◆ Stored records

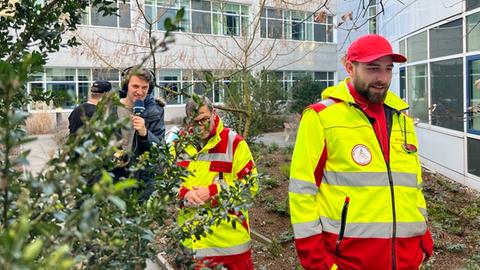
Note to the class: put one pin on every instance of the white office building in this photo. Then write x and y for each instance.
(217, 37)
(440, 38)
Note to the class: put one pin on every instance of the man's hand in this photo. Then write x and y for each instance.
(203, 193)
(139, 125)
(193, 199)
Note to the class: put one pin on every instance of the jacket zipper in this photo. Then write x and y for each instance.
(343, 223)
(390, 182)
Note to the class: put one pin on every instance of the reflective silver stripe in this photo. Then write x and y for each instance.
(327, 102)
(214, 157)
(302, 187)
(307, 229)
(217, 251)
(224, 157)
(424, 212)
(362, 179)
(374, 229)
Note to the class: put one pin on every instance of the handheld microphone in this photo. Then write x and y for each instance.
(138, 107)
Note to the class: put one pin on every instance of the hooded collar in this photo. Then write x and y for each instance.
(341, 92)
(213, 139)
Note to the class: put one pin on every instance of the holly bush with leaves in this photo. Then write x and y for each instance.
(74, 214)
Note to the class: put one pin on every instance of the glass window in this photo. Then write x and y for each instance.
(446, 39)
(275, 17)
(156, 14)
(372, 15)
(473, 156)
(83, 92)
(171, 79)
(163, 14)
(122, 20)
(231, 20)
(472, 4)
(105, 74)
(474, 94)
(201, 17)
(124, 12)
(402, 47)
(320, 32)
(296, 25)
(417, 92)
(97, 18)
(473, 32)
(403, 83)
(36, 76)
(417, 47)
(84, 75)
(60, 74)
(447, 93)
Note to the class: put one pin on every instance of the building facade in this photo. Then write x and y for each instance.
(441, 79)
(216, 39)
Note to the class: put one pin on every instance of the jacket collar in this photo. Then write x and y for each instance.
(341, 92)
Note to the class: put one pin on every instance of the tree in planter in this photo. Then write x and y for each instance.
(305, 92)
(56, 219)
(266, 101)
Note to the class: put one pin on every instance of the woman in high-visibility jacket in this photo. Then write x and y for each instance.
(223, 159)
(355, 188)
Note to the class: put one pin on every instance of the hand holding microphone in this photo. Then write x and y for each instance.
(137, 121)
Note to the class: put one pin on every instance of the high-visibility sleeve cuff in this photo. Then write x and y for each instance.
(213, 189)
(182, 192)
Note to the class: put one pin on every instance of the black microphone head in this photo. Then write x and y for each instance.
(138, 107)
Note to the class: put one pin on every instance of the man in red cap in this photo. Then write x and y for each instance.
(355, 188)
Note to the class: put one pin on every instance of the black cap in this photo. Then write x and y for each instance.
(101, 86)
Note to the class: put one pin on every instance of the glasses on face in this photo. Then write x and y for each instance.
(202, 121)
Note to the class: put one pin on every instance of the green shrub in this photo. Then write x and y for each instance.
(305, 92)
(285, 170)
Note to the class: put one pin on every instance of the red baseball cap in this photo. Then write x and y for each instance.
(369, 48)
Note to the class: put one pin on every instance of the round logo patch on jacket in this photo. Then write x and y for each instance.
(361, 155)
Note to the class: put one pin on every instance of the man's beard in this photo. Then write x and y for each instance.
(374, 98)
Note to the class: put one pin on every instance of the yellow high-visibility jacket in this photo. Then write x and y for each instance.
(227, 154)
(349, 207)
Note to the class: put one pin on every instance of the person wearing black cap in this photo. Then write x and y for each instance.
(87, 109)
(355, 187)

◆ Exercise description
Rewrite every entry above, swapping each occurrence of "put one pin on" for "place a single marker on" and keeping all other wording and every coordinate unchanged. Omit the pictures from your answer.

◆ Result
Note to the class: place a single marker on every instance of the white office building in this photo. Then write x and y for each instance.
(217, 37)
(440, 38)
Note to the class: place a single marker on every instance of the man's hand in this photo. Then write x and y for each instance.
(203, 193)
(139, 125)
(193, 199)
Note to the class: place a single marker on every instance of the jacket zipper in this photo. Then write x and y for each instance.
(343, 223)
(390, 182)
Note to the class: place a single marker on every instance of the reflective silver stripe in this photo. Then write x and y for each instance.
(327, 102)
(214, 157)
(302, 187)
(307, 229)
(217, 251)
(224, 157)
(424, 212)
(362, 179)
(374, 229)
Note to the class: place a single marker on every instance of the handheld microphone in this photo. Then write x and y for each instance.
(138, 107)
Note to the class: place a single marker on every instance of the hooded collar in this photo. Then write x and y for each instance.
(341, 92)
(213, 139)
Note to the class: place a single marker on every instance of the holly bush with leaves in this photo. Then write x and y for each instance.
(74, 214)
Note to the class: place a single marker on every instance of the glass window in this photo. Then write x and y for each instance.
(446, 39)
(275, 17)
(156, 14)
(372, 15)
(473, 156)
(83, 92)
(171, 79)
(163, 14)
(122, 20)
(231, 20)
(472, 4)
(105, 74)
(474, 94)
(201, 17)
(124, 12)
(402, 47)
(320, 32)
(296, 25)
(417, 92)
(97, 18)
(473, 32)
(403, 83)
(36, 76)
(417, 47)
(84, 75)
(60, 74)
(447, 93)
Note to the class: place a single marker on every instance of the building facade in this photo. Then write x and y for each instance.
(441, 79)
(216, 39)
Note to the class: place a single marker on every instance of the jacket collar in this photo. Then write x and y for each instance.
(341, 92)
Note to the class: place a single marker on every instance of the tree in planter in this photo. Then write x and y for each instance.
(305, 92)
(56, 219)
(266, 101)
Note to the class: place a single marker on every instance of the woman in high-visibility jacket in this photo. Then write x and y for each instance.
(223, 159)
(355, 188)
Note to the class: place a single marker on every instance of the hand holding microphone in this photo. Then write x and y for each instance.
(137, 121)
Note to the class: place a single marker on every instance of the high-visibility sleeve cuff in this photo. Then write x and y for each instance.
(213, 189)
(182, 192)
Note to the class: place a single marker on every instance of the black microphone head in this photo. Then write x and y for each instance.
(138, 107)
Note to the class: place a single marker on every instance of the man in red cap in this photo. Then write x and y for each instance.
(355, 188)
Note to the class: place a single marker on every instance of the black cap in this photo. Then write x and y for each instance.
(101, 86)
Note to the class: place a single marker on every instance of the glasses on face in this photo. Then write x and y for each instance.
(202, 121)
Note to the class: place a single marker on every instance of the green shrub in this photo. Then write x and y for each instance.
(305, 92)
(285, 170)
Note to the class: place a single marker on every instance of the red baseball cap in this photo. Then write x and y for each instance.
(369, 48)
Note to the class: place a single marker on every instance of the round logo patch on jacket in this photo. Then write x and y for each instance.
(361, 155)
Note to the class: place a single marker on every instance of the man's beard in this photo. Then write x and y for each instance.
(374, 98)
Note to the class: place a single marker on every instance of the yellow high-visibility jacket in this photo. Then write x and y for each instance.
(227, 154)
(349, 207)
Note to the class: place a single marker on every instance of the person wearing black cap in this photo. Then write x and y for each instance.
(87, 109)
(355, 187)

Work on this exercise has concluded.